**Отрывок**
На очной ставке со мной домохозяева конспиративных квартир заявили, что "такой женщины мы у них ни разу не видали". Это давало мне возможность последовать совету Якова и категорически отмежеваться перед колчаковцами от участников подполья.
Два раза ночью в 2-3 часа вызывали меня на допрос в кабинет Шуминского: "Вы валяете дурака, как может быть, что вы, еврейка, ничего не знали? А не жиды ли смутили всю Россию?". На большинство вопросов я предпочитала не отвечать.
В следующее заседание военно-полевого суда 16-го апреля судили меня, Шепелева Владимира, Дукельского, Брилинского, Анкудинова, Морева и Коковина Сергея (последние трое приведённые из тюрьмы).
Меня с шашкой наголо провели в другую, в противоположную от меня, комнату.
Три пожилых члена военно-полевого суда, один из них [35] председательствующий — дряхлый, худой старик-генерал.
С боку у стола сидел Шуминский (пом.нач. военного контроля) и фактически руководил всем ходом военно-полевого суда. Обслуживал суд, т.е. приводил и уводил подсудимых, молодой прапорщик Григорьев.
Вопросы задавались исключительно выявляющие моё отношение к Якову как к подпольщику и моё участие в работе.
— Вы давно женаты гр-ка Валек?
— Десять лет.
— Всё время жили вместе?
— Почти.
— Вы знали прежнюю революционную деятельность [Вашего мужа *Л.77] до революции?
— Да, знала.
— Знали, что он два раза проходил через фронт из Совдепии для подпольной работы по свержению существующего строя?
— Он приезжал к семье и, кажется, проходил фронт.
— Ну, а что он делал здесь, в Екатеринбурге, вы не знали? Чем он занимался, вы тоже не знали? — почти кричал Шуминский.
— Нет, не знала.
— Больше у меня вопросов нет, — обратился он к судьям. — Всё ясно, следующий.
Меня вывел прапорщик Григорьев, передал стоящему здесь часовому. Я снова в "своей" комнате.
Комедия суда длилась не более десяти минут. Стоило ли тратить больше генеральского времени, чтобы разделаться с пачкой большевиков?
56-я 103 статья. Что они значат по Колчаковским или вернее Гайдовским законам? Впрочем, военное положение, прифронтовая полоса, свирепая расправа со своими врагами. Что можно было ожидать?
На следующий день мне об"явили смертный приговор. "За что же?" — спросила я прапорщика Григорьева, зачитавшего мне приговор.

**Задание A**
Перепишите слово в слово все записи, приведенные ниже. Изображения в ответ не включайте.
Отрывок о военно-полевом суде и записи — отдельные материалы, никак не связанные между собой.

**Имеющиеся данные**
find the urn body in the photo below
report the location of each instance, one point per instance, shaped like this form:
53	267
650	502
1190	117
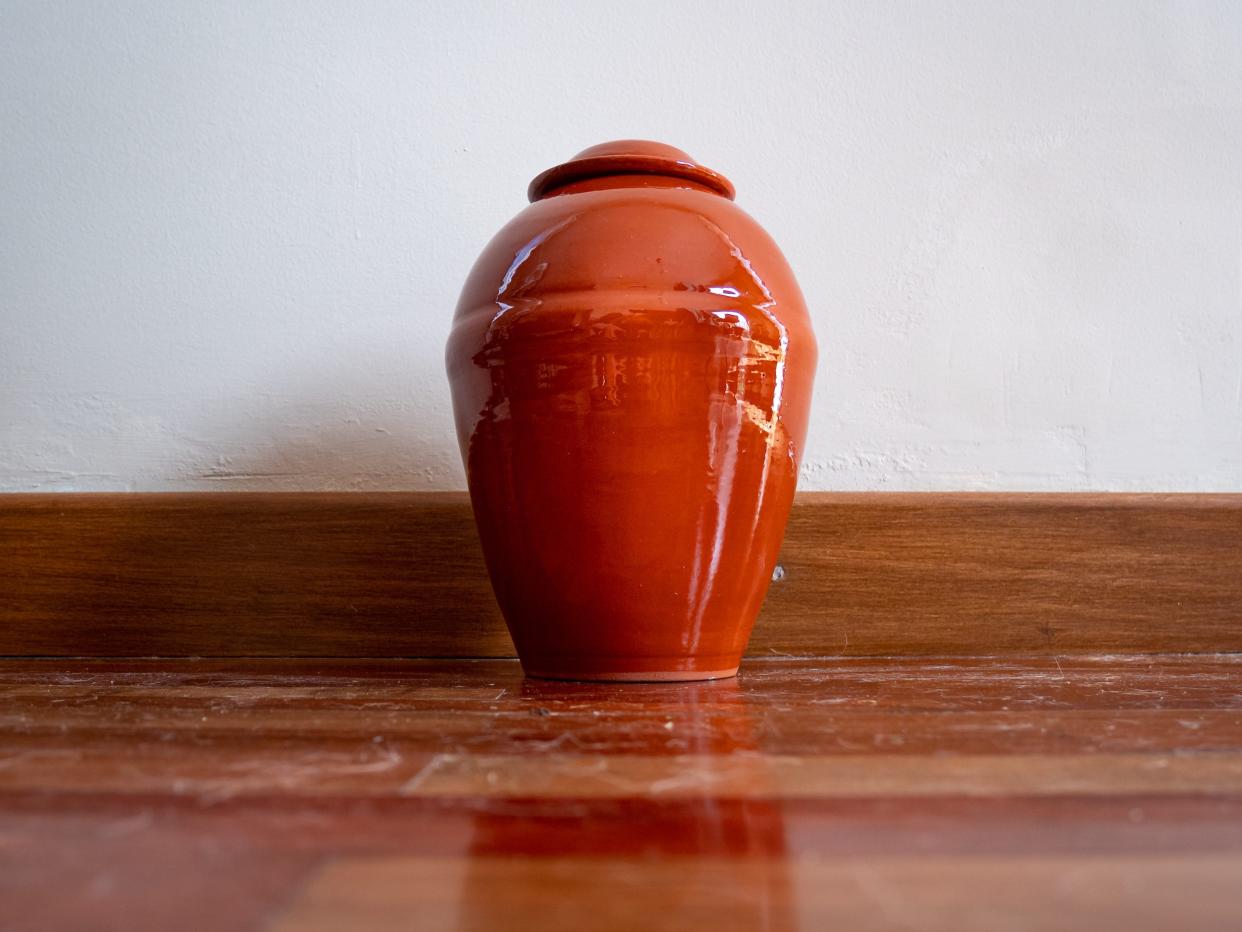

**Задание B**
Продолжите отрывок о военно-полевом суде, начав сразу после его последней фразы.

**Ответ A**
find the urn body in the photo below
report the location of each instance, one point per instance, shaped like this form:
53	267
650	502
1190	117

**Ответ B**
— Суд знает, — ответил он и отвернулся. [36]
При входе к себе в комнату я сообщила сидящим там товарищам о зачитанном мне приговоре, о чём узнал и Логинов, сидящий в другом углу комнаты. Начинаю переключаться к своему новому положению осуждённой [на смерть *Л.77]. Что-то нужно было сделать, что-то сказать.
Отыскав в своей сумке фотографию, я сделала надпись, надеясь её с кем-либо из присутствующих в комнате переслать старшим сыновьям и сестре как последнее прости.
Ко мне подошел Логинов. "Вы не беспокойтесь о ваших детях, я их не оставлю", — волнуясь, тихо сказал предатель, видимо, надеясь, что из этого застенка он [живым *Л.78] выйдет на свободу. — "Я... ваших детей обеспечу".
У меня было ощущение, как будто ко мне прикоснулся липкий слизняк. Обернувшись к нему, я сказала:
— Мои дети в таких опекунах-предателях, как Вы... не нуждаются, их воспитает Советская власть и партия.
Вскоре ко мне подошёл один из чиновников военного контроля и сообщил, что Шурик устроен в приют, и чтобы я о нём не беспокоилась.
Какое совпадение в заботе о моих детях со стороны предателя и Колчаковца.
— А мне всё равно, — ответила я удивлённо смотревшему на меня чиновнику.
— Как? Ведь он Ваш ребёнок.
— Мой, пока жива, и, надеюсь, у живой вы ребёнка не отберёте, а потом, когда расправитесь со мной, разве будет [моему трупу *Л.78] не всё равно?
Он отошёл молча, видимо, усомнившись в моем здравом рассудке.
Со дня об"явления мне приговора прошло два дня. Меня снова вызывают в кабинет, и тот же прапорщик подаёт поллиста напечатанные на машинке. Внизу несколько подписей. Читаю:
"На имя главнокомандующего армией генерала Гайды кассация об отмене смертного приговора от осуждённых военно-полевым судом 16/IV [37] 1919 г. В конце подписи товарищей: Дукельский, Шепелев В., Коковин С., Анкудинов, т.е. второй группы осуждённых товарищей. Некоторые подписи сделаны дрожащей рукой.
О кассации я до сих пор не думала, и она для меня была полной неожиданностью.
Два дня прошло с об"явления приговора в ожидании увода, смерти. Я стояла в раздумьи.
Нехорошим, тяжёлым пахнуло с лежащей передо мной бумажки. Традиции революционного подполья крепки, они не допускали таких ходатайств на "высочайшие имена", просьб о помиловании, о смягчении приговоров. Это давало царским опричникам лишний козырь поиздеваться над своими жертвами.
— Ну, что ж, подумайте, — с иронией сказал офицер.
Нужно было выбрать одно.
Подписаться — может, повесят, а может быть и нет, не подписаться — дать зверям ещё одну жертву.
Я попросила ручку. Вышла из кабинета с отвратительным гадливым чувством к себе.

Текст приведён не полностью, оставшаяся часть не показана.